● RECORDS SHOWN:
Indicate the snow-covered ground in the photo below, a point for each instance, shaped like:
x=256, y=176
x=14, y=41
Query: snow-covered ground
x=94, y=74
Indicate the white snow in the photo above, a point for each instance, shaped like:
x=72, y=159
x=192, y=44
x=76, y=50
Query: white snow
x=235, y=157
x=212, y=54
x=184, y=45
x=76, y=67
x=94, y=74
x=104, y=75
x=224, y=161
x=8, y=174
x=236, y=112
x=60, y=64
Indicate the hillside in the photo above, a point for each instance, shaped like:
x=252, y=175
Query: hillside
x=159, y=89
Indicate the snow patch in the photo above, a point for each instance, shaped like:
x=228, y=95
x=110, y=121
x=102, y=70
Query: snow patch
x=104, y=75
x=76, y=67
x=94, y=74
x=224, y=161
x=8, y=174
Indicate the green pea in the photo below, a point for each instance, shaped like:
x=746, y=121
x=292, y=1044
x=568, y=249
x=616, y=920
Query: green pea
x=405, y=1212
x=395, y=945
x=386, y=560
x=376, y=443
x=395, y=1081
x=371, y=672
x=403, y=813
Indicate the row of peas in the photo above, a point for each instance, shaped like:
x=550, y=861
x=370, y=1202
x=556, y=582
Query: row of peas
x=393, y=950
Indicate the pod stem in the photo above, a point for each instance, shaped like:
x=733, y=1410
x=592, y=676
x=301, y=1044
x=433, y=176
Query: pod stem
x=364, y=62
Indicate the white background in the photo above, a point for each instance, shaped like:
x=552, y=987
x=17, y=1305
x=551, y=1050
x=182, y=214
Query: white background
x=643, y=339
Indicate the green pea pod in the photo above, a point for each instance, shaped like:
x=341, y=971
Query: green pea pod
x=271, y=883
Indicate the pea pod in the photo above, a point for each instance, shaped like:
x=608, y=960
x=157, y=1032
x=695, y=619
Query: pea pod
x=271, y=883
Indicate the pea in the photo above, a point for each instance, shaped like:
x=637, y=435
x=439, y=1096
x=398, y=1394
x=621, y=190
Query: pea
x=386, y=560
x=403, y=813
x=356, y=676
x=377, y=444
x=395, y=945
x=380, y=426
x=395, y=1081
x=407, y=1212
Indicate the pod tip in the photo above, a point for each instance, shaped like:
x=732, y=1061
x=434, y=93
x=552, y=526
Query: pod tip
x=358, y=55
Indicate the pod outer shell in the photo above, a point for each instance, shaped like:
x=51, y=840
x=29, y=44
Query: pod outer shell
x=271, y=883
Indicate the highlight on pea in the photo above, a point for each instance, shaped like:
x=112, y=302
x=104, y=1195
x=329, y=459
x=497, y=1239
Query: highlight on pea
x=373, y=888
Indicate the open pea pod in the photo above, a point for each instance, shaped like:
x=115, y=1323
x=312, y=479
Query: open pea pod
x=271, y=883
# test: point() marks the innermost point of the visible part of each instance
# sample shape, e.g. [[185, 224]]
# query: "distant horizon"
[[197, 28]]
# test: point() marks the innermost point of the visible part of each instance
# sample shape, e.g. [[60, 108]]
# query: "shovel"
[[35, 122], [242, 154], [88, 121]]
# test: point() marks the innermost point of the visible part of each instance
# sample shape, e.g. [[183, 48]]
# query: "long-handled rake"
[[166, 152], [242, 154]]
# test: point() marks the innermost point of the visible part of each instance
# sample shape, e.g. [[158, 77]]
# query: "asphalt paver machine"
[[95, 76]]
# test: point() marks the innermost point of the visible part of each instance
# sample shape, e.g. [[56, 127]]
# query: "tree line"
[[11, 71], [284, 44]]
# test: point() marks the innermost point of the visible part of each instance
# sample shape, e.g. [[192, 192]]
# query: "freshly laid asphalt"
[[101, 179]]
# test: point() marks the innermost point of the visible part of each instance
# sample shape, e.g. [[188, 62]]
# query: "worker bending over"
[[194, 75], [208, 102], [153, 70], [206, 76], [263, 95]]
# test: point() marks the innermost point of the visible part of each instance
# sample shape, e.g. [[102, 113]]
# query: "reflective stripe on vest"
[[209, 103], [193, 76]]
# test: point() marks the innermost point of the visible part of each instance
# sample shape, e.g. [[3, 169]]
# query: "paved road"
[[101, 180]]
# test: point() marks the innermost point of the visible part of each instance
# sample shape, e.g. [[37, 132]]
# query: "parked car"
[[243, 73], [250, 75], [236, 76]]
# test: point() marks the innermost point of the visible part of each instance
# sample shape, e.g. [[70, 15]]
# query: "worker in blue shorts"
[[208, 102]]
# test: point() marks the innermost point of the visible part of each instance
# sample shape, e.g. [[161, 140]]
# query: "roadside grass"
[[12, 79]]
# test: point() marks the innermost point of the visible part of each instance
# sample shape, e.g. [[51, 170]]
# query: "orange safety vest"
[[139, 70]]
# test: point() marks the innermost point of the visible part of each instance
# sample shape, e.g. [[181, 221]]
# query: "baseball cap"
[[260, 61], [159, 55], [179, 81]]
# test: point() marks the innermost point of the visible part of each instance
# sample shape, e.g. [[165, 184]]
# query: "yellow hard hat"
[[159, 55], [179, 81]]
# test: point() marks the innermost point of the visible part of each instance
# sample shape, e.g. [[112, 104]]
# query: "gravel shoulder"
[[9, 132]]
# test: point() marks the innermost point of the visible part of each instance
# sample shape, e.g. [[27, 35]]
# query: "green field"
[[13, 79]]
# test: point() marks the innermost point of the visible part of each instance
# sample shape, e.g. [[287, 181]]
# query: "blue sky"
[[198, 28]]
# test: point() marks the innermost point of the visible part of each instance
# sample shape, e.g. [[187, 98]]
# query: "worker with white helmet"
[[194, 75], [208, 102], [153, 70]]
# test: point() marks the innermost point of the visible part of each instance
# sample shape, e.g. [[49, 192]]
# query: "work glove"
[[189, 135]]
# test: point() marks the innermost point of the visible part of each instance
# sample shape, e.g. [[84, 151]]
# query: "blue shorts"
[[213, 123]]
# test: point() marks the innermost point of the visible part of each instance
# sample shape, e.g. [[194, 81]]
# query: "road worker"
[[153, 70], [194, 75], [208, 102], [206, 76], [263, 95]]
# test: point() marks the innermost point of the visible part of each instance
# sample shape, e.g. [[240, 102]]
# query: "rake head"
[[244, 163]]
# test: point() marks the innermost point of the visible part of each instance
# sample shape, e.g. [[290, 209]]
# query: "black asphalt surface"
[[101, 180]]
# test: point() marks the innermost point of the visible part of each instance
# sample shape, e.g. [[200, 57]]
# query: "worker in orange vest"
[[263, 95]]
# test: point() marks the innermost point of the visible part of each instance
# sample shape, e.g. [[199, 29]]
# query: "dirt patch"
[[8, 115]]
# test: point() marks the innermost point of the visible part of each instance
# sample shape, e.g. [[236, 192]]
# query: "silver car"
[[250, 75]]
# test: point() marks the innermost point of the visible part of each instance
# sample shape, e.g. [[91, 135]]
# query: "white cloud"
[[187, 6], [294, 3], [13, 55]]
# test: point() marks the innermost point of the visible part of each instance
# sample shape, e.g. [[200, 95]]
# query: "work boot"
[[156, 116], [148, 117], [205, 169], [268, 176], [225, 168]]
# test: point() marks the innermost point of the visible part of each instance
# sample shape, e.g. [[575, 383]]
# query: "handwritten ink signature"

● REQUIRED WORK: What lines of the data contain the string "below"? List them.

● ANSWER:
Indicate the snow-covered ground in the photo below, a point for each instance, shaped like:
Indicate the green pea in the photo below, a point for each instance, shaped like:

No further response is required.